The answer must consist of every line from the data that holds the string "jaguar".

-- Opening Marker --

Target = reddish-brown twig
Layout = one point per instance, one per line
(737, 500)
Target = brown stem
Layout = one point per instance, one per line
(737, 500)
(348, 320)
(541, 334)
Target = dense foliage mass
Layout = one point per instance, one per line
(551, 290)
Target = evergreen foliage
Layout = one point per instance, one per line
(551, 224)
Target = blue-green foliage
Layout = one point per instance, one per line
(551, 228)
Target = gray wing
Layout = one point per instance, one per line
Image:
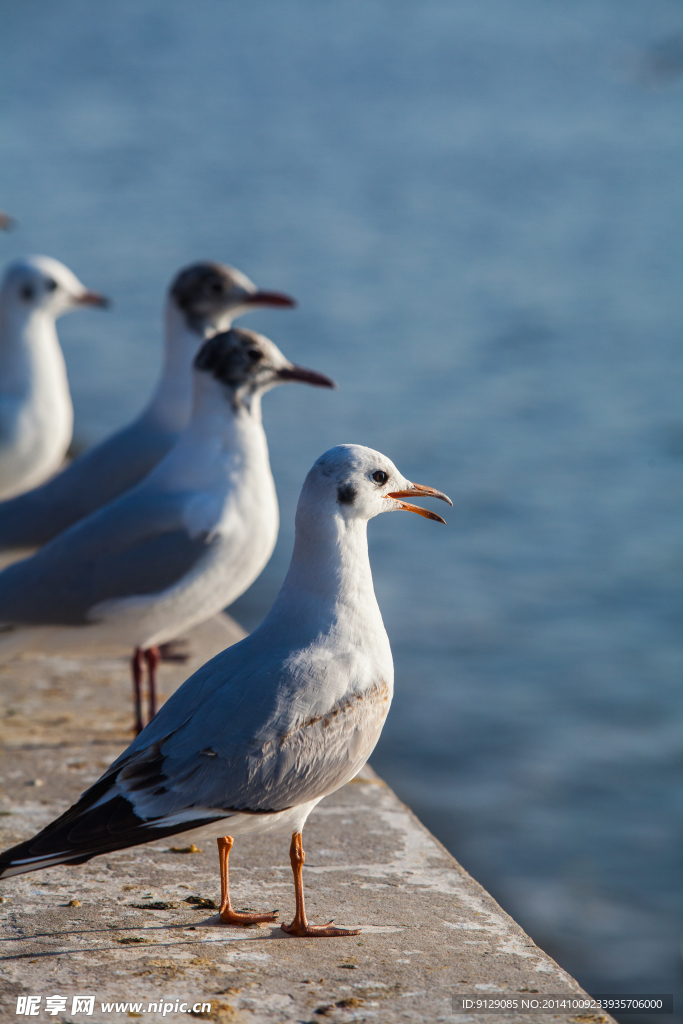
(260, 742)
(89, 482)
(136, 545)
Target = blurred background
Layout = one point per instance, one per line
(477, 204)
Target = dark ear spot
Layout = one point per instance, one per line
(346, 494)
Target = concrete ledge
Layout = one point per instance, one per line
(429, 930)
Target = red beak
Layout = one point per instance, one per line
(92, 299)
(419, 489)
(276, 299)
(305, 377)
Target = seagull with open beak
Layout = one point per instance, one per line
(269, 727)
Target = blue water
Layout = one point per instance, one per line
(477, 204)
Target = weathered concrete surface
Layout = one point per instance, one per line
(429, 931)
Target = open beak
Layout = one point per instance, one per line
(269, 299)
(420, 491)
(305, 377)
(92, 299)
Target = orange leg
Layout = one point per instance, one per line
(153, 658)
(300, 924)
(136, 669)
(227, 914)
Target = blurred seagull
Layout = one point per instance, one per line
(267, 728)
(180, 546)
(36, 412)
(203, 299)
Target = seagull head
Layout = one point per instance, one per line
(356, 482)
(40, 283)
(248, 364)
(212, 295)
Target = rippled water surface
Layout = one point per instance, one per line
(477, 205)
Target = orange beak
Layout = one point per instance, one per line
(419, 489)
(92, 299)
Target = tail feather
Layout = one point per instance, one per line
(101, 821)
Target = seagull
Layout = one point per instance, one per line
(180, 546)
(36, 411)
(203, 299)
(267, 728)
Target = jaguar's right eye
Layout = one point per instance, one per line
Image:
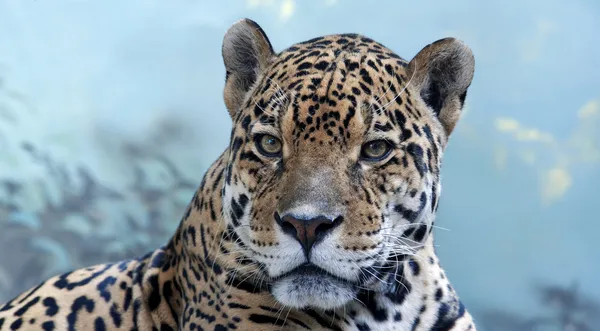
(269, 145)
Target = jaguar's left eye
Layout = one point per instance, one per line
(375, 150)
(269, 145)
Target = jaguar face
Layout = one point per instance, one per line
(333, 167)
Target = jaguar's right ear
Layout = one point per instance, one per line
(246, 53)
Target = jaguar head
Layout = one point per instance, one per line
(334, 162)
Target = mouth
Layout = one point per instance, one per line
(309, 270)
(310, 286)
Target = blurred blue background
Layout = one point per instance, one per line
(111, 111)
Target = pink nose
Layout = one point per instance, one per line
(307, 231)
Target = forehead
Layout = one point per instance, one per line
(330, 80)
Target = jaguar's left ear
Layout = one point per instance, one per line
(441, 73)
(246, 53)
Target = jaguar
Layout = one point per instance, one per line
(317, 216)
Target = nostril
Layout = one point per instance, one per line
(286, 226)
(327, 226)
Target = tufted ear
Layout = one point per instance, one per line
(246, 53)
(441, 72)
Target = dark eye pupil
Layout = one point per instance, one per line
(375, 149)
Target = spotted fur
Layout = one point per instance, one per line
(235, 264)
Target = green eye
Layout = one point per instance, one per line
(269, 145)
(375, 150)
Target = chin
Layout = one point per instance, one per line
(306, 287)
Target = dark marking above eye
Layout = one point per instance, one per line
(321, 65)
(304, 65)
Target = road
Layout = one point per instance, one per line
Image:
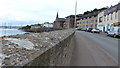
(94, 50)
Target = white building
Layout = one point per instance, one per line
(47, 24)
(108, 17)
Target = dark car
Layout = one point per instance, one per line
(89, 29)
(84, 29)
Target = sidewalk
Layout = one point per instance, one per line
(103, 33)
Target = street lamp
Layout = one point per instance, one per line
(75, 13)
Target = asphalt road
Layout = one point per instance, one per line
(94, 50)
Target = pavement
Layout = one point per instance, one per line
(93, 49)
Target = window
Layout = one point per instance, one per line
(100, 19)
(105, 18)
(111, 16)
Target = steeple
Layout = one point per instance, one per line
(57, 15)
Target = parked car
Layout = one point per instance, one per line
(84, 29)
(114, 31)
(89, 29)
(95, 30)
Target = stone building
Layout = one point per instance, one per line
(109, 17)
(48, 25)
(59, 22)
(88, 20)
(70, 21)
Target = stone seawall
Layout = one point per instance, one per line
(37, 49)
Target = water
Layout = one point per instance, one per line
(7, 32)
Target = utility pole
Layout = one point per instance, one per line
(75, 13)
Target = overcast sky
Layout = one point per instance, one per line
(23, 12)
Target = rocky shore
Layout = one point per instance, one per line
(17, 50)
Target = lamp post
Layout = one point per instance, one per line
(75, 13)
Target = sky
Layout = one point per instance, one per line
(27, 12)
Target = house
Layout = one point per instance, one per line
(48, 25)
(88, 20)
(109, 17)
(59, 22)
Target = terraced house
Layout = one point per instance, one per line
(88, 21)
(108, 18)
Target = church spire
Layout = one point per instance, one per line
(57, 15)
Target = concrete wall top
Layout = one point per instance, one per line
(18, 50)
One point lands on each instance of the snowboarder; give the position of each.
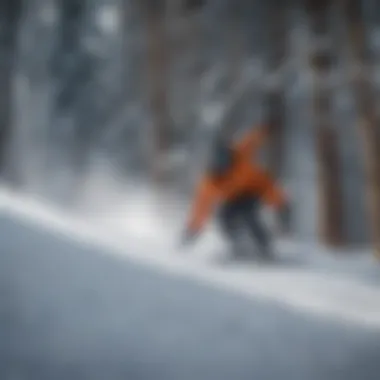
(239, 186)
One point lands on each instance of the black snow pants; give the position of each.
(244, 212)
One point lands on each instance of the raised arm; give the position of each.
(205, 198)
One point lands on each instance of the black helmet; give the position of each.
(221, 157)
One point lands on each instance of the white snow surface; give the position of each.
(139, 231)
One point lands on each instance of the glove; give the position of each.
(188, 237)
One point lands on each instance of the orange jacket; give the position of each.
(243, 177)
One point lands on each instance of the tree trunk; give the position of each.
(329, 181)
(158, 70)
(369, 129)
(274, 96)
(10, 12)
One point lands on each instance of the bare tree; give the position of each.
(368, 126)
(10, 12)
(330, 192)
(274, 102)
(157, 77)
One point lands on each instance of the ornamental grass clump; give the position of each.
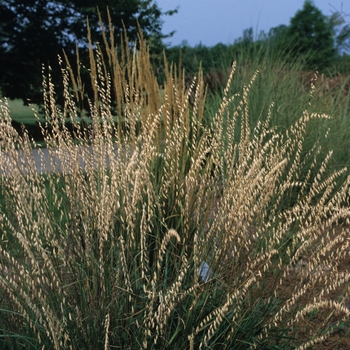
(145, 229)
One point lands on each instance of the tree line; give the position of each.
(34, 32)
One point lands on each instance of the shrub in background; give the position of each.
(160, 232)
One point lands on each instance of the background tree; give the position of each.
(33, 32)
(311, 36)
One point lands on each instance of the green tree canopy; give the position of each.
(310, 35)
(33, 32)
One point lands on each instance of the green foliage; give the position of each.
(311, 36)
(33, 33)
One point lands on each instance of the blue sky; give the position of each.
(212, 21)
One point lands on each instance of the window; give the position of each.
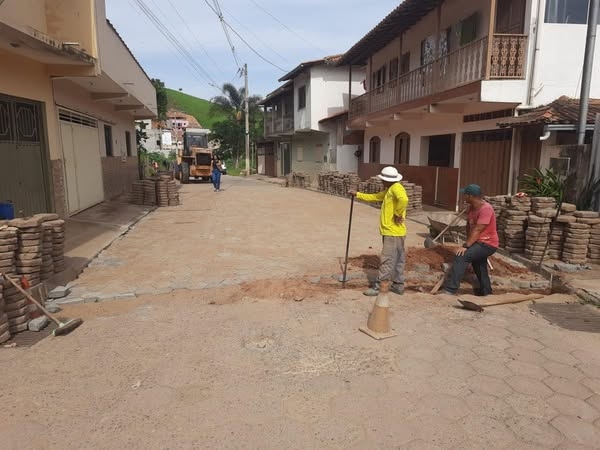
(401, 148)
(374, 149)
(108, 140)
(128, 142)
(394, 69)
(405, 64)
(468, 29)
(302, 97)
(567, 11)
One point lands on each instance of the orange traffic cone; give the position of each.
(378, 324)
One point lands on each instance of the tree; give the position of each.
(230, 133)
(161, 98)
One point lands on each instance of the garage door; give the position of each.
(485, 160)
(83, 166)
(23, 157)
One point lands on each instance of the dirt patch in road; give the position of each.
(435, 257)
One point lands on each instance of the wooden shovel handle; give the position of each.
(514, 300)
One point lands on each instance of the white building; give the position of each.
(443, 73)
(297, 138)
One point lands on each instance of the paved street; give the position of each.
(229, 331)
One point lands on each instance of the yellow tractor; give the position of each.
(194, 160)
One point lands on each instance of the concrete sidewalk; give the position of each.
(91, 231)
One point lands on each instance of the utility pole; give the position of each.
(246, 108)
(588, 63)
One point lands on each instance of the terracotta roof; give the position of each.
(334, 116)
(327, 60)
(406, 15)
(564, 110)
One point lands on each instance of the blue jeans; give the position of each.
(216, 178)
(477, 256)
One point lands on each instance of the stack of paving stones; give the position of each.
(511, 224)
(149, 192)
(172, 192)
(415, 196)
(4, 325)
(8, 247)
(559, 228)
(29, 253)
(58, 244)
(577, 238)
(47, 260)
(589, 219)
(137, 193)
(594, 245)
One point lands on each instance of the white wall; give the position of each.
(71, 96)
(419, 130)
(329, 91)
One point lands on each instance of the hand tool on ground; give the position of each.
(63, 327)
(430, 243)
(472, 306)
(343, 277)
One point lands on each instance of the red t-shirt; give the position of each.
(484, 216)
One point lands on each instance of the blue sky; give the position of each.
(319, 28)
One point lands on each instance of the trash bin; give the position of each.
(7, 210)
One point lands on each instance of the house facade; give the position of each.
(441, 75)
(302, 130)
(70, 91)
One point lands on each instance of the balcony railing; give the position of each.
(278, 125)
(466, 65)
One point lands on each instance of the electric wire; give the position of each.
(286, 27)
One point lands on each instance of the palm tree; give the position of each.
(232, 101)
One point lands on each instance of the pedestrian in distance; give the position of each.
(392, 226)
(216, 173)
(482, 242)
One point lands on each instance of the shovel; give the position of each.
(430, 243)
(472, 306)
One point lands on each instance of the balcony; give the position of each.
(477, 61)
(275, 126)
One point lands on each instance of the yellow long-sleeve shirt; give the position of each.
(394, 203)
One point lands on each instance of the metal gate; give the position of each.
(485, 160)
(23, 157)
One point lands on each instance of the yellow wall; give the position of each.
(22, 77)
(22, 13)
(73, 21)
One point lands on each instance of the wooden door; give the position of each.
(485, 160)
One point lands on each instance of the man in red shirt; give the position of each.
(482, 242)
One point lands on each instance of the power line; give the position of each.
(256, 36)
(176, 43)
(220, 15)
(286, 27)
(195, 37)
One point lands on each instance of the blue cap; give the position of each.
(472, 189)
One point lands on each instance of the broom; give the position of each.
(62, 327)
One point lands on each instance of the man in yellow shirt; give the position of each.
(392, 227)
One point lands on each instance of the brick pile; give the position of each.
(8, 247)
(415, 195)
(166, 191)
(594, 245)
(511, 225)
(4, 325)
(47, 260)
(337, 183)
(576, 243)
(58, 244)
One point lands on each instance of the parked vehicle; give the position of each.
(195, 158)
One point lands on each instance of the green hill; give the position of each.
(197, 107)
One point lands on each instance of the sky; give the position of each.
(282, 32)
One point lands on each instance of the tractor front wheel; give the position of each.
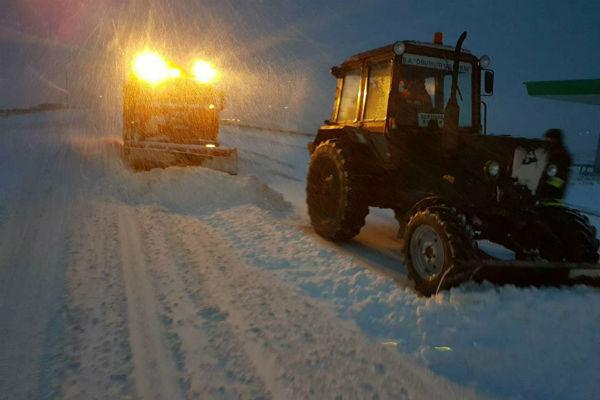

-- Closing Marker --

▸ Solution to the problem
Target = jaguar's right eye
Target = jaguar's left eye
Target = jaguar face
Target = jaguar's right ear
Target = jaguar head
Target = jaguar's left ear
Target = jaguar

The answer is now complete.